__Stated exercise__. Write out exactly the lines running from the one that contains "Tag every instance of the cutlery" through the end of the material.

[Point annotation dataset records]
++++++++

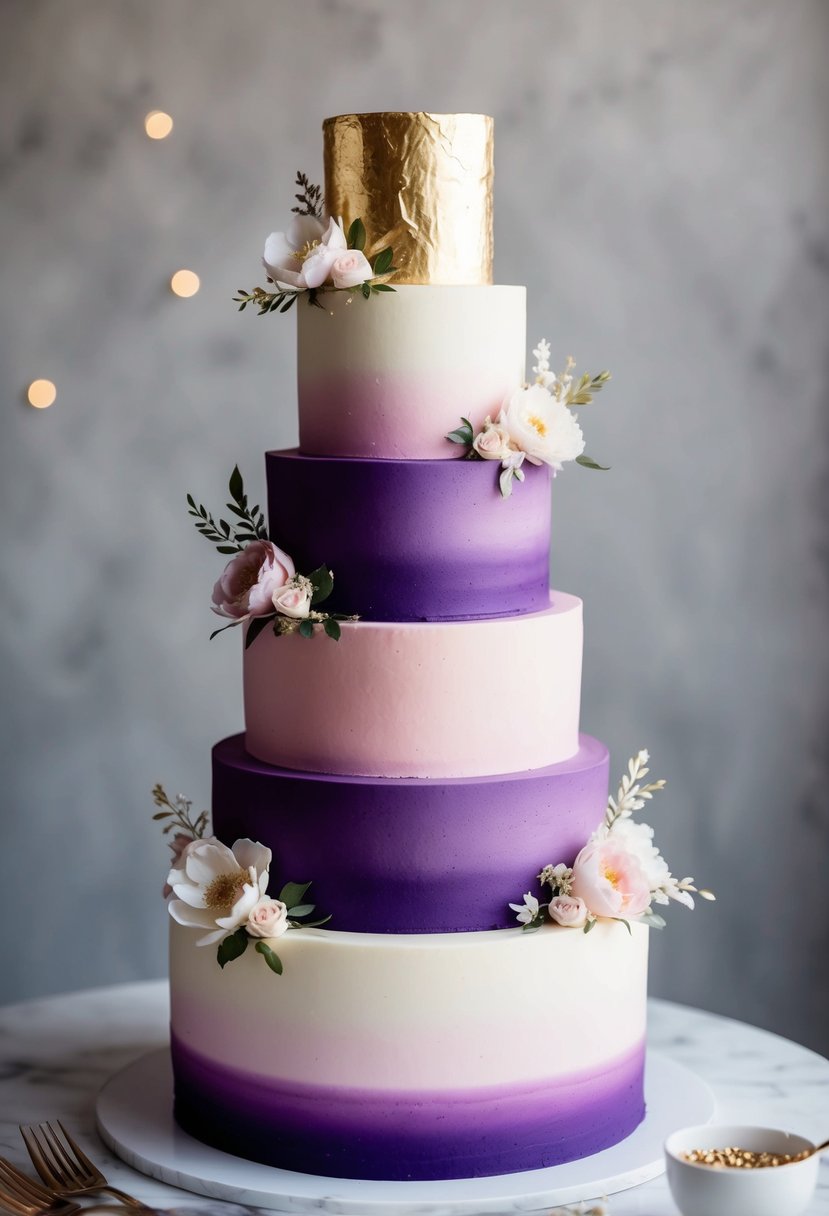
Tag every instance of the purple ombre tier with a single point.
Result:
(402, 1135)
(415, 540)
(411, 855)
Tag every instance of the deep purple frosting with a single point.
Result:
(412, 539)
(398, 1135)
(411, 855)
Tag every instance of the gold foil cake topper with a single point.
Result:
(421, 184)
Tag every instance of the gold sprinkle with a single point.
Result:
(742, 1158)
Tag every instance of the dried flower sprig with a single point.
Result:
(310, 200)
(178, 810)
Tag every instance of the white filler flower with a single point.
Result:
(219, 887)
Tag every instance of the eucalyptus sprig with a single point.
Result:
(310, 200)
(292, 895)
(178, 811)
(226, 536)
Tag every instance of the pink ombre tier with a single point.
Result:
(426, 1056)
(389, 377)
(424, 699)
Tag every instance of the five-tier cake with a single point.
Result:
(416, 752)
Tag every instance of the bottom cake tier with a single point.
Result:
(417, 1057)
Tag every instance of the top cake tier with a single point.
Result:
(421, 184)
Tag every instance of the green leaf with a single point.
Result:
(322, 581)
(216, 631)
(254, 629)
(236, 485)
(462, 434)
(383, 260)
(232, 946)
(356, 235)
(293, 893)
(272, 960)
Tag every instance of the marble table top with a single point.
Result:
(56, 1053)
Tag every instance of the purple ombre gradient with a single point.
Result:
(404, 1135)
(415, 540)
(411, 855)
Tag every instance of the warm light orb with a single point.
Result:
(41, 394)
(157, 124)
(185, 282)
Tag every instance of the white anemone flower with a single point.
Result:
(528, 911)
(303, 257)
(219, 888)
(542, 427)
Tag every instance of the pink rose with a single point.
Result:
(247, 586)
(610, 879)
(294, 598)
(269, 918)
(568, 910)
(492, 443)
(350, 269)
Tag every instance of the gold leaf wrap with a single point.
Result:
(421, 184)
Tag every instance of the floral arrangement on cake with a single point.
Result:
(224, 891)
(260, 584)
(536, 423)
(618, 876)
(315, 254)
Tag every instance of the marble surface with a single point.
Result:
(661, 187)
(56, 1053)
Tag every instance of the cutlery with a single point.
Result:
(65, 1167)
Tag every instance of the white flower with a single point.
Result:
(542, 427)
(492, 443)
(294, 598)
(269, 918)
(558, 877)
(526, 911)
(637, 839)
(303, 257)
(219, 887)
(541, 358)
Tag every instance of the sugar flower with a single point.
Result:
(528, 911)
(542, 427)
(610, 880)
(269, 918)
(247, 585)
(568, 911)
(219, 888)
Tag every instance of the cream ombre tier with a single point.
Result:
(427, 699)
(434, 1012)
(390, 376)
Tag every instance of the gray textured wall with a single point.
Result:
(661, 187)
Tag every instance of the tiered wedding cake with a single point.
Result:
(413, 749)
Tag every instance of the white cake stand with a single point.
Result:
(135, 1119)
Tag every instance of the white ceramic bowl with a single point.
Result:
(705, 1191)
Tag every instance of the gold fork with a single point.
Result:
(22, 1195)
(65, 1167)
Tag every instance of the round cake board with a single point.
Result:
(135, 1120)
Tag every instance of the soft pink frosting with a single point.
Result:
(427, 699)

++++++++

__Response to this exercise__.
Tag every instance of the cutlery with a single point.
Result:
(65, 1167)
Tag every instance of the white flower with a single point.
Result:
(542, 427)
(492, 443)
(294, 598)
(269, 918)
(558, 877)
(526, 911)
(637, 839)
(303, 257)
(219, 887)
(541, 358)
Tag every instance of the sugar flower with a single point.
Result:
(528, 911)
(542, 427)
(610, 880)
(269, 918)
(247, 585)
(568, 911)
(219, 888)
Tag every instance of the cream ombre tier with a single point.
Result:
(427, 699)
(434, 1012)
(390, 376)
Tag every instance of the gray textured wall with a single point.
Result:
(661, 187)
Tag every instance of the tiered wedding cake with a single point.
Result:
(413, 749)
Tag every instance of the white cake stand with a single point.
Result:
(135, 1119)
Tag every instance of the white ceramic bowl with a single point.
Result:
(705, 1191)
Tag every instance of the gold fork with a single point.
Result:
(22, 1195)
(65, 1167)
Tag every instance of the round cake board with a single point.
Result:
(135, 1120)
Tag every instance of the soft pink frosting with a single point.
Result:
(427, 699)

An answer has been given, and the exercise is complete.